** Start Excerpt to read **

Vortex-Radioss
The following documentation is created to help users of Vortex-Radioss understand how and what the library does.
The library has three main functions:
To read the results from an Radioss animation file and presents the data as a Python dictionary
To read the results from an Radioss time history file and presents the data as a Python dictionary
To read the results from an Radioss animation file and convert into LS-Dyna’s d3plot file format - Not all output data is currently supported, but this will be expanded over time
The library can be accessed here:
Please click here for the OpenRadioss discussion thread.
Demonstration
Here we have a demonstration of the d3plot convertor:
A 2020 Nissan Rogue frontal crash was simulated using OpenRadioss
The animation files were converted to d3plots using Vortex-Radioss
The results were animated using LS-Prepost
Useage
Using the animation and time history readers
Python dictionaries are objects that return another object when a key is presented. The entries are dynamic and are dependent on the results file used, the names are taken from the results file. The returned object will either be a numpy array, another dictionary or an integer/float.
First however we need to read in the results file:
For the animation files we use:
from vortex_radioss.animtod3plot.RadiossReader import RadiossReader ra = RadiossReader(file)
Similarly to read the time history we use:
from vortex_radioss.animtod3plot.RadiossTHReader import RadiossTHReader rt = RadiossReader(file)
Overview of dictionaries
To return the dictionaries:
ra.raw_header ra.raw_arrays ra.arrays rt.raw_header rt.arrays
raw_header
The raw header dictionaries contain high level dimensional data, they are either flags to specify whether or not a class of data has been requested, or they contain sizing information (such as the number of shell elements etc). This information is used to calculate the memory address of where data arrays exist in the remaining file. The Radioss arrays differ from the LS-Dyna arrays in that each animation file has its own header section, whereas for LS-Dyna only one header section is created, the header files for Radioss are for the most part identical between animation files.
raw_arrays
The raw array dictionary for Radioss animation files contain the array data as it exists in the binary file, the format is however a little unintuitive, so to make things easier we unpack some arrays into easier to access format which is then returned in the regular arrays dictionary. There is however no reason why this dictionary could not be used, we just recommend the regular array dictionary for ease of use.
arrays
The regular array dictionaries contain the main data arrays produced by the analysis.

** End Excerpt to read **

• [Stated problem A] Reproduce the Vortex-Radioss documentation between "Similarly to read" and "between animation files.", inclusive, switching every "header section" to "preamble".

** Start Material for the task **

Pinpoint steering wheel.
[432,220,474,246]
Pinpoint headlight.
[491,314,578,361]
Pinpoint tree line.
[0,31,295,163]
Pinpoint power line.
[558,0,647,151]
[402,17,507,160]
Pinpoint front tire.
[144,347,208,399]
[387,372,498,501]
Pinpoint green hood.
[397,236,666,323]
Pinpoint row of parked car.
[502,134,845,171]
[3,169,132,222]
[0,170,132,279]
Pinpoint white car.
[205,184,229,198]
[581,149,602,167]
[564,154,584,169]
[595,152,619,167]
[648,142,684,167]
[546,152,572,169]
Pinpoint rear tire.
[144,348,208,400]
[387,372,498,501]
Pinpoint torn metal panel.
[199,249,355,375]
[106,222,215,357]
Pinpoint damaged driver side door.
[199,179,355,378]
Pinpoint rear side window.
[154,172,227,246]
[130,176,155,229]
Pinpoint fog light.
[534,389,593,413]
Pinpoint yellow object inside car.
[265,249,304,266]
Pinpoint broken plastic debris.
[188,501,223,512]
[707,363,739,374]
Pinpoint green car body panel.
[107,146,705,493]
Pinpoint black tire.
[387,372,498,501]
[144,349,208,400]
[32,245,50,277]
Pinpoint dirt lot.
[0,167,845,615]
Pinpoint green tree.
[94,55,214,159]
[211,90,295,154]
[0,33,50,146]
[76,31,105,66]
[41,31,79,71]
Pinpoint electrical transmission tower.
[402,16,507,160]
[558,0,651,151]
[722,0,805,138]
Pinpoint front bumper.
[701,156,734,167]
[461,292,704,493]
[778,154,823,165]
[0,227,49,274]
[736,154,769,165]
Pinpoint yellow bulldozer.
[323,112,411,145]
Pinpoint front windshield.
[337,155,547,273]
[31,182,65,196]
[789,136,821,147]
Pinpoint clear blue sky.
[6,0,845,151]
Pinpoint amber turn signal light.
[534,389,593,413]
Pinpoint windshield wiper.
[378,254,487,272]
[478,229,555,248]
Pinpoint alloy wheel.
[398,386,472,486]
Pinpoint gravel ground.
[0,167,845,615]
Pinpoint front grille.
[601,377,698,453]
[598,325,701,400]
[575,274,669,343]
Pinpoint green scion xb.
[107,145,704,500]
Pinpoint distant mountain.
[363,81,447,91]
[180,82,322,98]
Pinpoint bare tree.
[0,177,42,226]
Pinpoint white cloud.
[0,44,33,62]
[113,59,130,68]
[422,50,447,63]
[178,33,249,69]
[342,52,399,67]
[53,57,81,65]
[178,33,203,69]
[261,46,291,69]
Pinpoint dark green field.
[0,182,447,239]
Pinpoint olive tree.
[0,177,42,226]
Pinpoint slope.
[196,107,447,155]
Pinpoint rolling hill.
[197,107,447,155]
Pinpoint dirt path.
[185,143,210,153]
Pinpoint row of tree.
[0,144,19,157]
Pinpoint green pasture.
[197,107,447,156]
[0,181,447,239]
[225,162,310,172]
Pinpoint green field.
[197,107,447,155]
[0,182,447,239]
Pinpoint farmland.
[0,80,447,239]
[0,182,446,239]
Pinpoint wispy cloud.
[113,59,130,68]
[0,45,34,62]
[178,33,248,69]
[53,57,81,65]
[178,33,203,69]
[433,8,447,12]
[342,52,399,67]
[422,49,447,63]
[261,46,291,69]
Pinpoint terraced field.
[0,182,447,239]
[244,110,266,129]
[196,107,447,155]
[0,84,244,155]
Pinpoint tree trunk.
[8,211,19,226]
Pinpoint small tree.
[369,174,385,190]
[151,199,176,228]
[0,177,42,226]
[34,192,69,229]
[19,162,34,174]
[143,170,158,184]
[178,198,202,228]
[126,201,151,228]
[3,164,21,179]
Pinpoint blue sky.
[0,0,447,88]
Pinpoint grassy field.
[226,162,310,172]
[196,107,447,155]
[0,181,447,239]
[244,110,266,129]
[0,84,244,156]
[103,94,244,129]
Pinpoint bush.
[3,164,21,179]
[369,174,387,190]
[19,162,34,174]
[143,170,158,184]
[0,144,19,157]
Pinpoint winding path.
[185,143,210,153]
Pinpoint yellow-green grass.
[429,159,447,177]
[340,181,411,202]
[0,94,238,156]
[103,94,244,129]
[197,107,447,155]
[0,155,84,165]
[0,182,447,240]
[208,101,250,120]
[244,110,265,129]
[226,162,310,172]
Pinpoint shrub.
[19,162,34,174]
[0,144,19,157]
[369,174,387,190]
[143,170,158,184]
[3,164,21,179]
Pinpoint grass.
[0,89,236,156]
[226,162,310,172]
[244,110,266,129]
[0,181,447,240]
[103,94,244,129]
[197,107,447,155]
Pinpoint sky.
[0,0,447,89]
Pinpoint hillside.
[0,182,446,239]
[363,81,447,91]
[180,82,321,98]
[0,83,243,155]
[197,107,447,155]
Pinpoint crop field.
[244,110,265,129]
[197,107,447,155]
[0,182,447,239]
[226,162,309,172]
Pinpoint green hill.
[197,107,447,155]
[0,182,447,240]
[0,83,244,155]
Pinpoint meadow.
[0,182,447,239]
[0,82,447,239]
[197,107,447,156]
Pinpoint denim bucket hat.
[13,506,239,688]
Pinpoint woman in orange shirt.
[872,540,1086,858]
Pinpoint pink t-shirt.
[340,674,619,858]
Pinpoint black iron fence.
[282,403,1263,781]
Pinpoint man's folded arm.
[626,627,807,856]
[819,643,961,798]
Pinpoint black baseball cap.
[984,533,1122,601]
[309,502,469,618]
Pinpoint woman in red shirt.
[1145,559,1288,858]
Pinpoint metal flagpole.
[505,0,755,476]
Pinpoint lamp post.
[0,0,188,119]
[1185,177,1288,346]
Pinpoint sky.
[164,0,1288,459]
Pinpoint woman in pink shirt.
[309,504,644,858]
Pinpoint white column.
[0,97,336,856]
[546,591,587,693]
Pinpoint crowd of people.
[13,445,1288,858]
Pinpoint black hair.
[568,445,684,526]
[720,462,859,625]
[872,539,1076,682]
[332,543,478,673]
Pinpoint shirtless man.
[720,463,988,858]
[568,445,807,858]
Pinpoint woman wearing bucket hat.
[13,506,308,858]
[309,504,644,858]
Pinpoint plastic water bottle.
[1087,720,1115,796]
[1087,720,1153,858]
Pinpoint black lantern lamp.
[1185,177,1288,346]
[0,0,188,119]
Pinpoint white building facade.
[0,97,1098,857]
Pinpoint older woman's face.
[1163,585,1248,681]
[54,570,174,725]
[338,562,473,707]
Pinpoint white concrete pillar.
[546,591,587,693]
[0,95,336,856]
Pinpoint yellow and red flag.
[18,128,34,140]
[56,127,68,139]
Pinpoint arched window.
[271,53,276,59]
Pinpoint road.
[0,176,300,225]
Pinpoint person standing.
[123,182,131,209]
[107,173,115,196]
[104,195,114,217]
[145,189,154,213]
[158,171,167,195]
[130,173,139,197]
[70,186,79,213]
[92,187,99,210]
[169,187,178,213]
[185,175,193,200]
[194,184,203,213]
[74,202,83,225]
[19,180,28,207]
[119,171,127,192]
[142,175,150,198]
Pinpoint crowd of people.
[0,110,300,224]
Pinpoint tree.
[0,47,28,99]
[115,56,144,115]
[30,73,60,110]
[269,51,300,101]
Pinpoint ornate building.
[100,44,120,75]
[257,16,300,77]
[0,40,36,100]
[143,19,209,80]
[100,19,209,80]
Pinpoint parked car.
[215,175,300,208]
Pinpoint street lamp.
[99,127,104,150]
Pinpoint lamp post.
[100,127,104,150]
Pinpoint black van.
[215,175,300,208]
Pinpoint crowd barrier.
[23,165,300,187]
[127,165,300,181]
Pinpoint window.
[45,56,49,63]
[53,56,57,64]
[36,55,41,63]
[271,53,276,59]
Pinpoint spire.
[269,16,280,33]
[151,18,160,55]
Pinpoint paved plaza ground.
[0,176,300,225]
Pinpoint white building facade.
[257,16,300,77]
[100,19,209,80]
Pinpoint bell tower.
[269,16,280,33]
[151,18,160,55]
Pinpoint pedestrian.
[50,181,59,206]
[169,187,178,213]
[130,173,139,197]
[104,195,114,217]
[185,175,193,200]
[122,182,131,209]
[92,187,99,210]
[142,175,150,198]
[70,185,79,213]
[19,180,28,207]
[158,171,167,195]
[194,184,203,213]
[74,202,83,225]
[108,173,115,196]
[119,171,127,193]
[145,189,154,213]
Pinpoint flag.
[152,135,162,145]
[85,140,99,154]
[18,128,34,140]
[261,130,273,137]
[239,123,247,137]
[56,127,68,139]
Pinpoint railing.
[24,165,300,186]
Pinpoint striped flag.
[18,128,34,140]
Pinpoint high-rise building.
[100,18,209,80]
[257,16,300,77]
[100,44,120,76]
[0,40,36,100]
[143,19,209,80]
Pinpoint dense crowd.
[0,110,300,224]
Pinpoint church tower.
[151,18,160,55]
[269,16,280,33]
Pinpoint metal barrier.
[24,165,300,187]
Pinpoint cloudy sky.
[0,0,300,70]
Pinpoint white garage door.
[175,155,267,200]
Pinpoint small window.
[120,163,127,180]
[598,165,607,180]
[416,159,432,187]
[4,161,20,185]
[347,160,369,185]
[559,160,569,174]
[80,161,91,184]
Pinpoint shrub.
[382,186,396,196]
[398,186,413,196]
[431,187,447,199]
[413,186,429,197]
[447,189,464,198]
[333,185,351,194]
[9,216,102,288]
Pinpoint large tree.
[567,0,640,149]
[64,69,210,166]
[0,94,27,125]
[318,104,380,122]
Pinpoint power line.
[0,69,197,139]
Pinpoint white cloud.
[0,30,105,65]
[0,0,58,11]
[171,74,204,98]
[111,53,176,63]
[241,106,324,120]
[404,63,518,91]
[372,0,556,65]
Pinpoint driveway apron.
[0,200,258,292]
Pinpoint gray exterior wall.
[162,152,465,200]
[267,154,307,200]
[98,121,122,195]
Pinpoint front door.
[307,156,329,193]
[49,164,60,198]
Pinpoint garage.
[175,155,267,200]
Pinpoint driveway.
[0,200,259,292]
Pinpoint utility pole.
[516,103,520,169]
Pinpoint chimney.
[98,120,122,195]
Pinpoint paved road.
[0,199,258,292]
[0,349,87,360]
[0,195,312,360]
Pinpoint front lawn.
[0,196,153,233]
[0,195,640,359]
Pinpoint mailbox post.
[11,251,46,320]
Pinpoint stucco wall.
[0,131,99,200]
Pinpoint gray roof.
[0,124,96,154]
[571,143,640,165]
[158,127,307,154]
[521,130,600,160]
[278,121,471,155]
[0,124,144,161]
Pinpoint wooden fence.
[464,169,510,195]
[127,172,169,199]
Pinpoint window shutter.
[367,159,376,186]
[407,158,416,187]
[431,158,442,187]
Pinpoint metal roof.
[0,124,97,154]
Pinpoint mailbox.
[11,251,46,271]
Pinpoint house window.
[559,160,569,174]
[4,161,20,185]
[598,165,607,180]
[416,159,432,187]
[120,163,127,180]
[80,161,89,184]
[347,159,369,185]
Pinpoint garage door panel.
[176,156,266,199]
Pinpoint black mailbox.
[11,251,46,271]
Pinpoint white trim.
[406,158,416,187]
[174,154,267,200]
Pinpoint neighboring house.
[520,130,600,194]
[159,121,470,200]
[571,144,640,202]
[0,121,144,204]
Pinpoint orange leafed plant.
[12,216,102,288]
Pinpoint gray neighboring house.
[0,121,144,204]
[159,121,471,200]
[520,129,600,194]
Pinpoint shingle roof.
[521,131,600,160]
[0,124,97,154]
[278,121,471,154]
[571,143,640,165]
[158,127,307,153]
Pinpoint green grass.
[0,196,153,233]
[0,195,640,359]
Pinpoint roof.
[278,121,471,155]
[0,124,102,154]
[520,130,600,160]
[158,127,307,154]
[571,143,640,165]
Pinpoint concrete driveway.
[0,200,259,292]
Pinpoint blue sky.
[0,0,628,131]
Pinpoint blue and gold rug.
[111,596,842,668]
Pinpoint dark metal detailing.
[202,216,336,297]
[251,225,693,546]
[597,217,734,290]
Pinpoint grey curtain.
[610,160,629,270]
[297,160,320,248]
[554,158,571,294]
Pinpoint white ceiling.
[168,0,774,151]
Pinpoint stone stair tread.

** End Material for the task **

• [Stated problem B] From the entries, print the lines between the lines holding "Pinpoint green tree." and "[736,154,769,165]", inclusive, character for character.

• [Result A]
Similarly to read the time history we use:
from vortex_radioss.animtod3plot.RadiossTHReader import RadiossTHReader rt = RadiossReader(file)
Overview of dictionaries
To return the dictionaries:
ra.raw_header ra.raw_arrays ra.arrays rt.raw_header rt.arrays
raw_header
The raw header dictionaries contain high level dimensional data, they are either flags to specify whether or not a class of data has been requested, or they contain sizing information (such as the number of shell elements etc). This information is used to calculate the memory address of where data arrays exist in the remaining file. The Radioss arrays differ from the LS-Dyna arrays in that each animation file has its own preamble, whereas for LS-Dyna only one preamble is created, the header files for Radioss are for the most part identical between animation files.

• [Result B]
Pinpoint green tree.
[94,55,214,159]
[211,90,295,154]
[0,33,50,146]
[76,31,105,66]
[41,31,79,71]
Pinpoint electrical transmission tower.
[402,16,507,160]
[558,0,651,151]
[722,0,805,138]
Pinpoint front bumper.
[701,156,734,167]
[461,292,704,493]
[778,154,823,165]
[0,227,49,274]
[736,154,769,165]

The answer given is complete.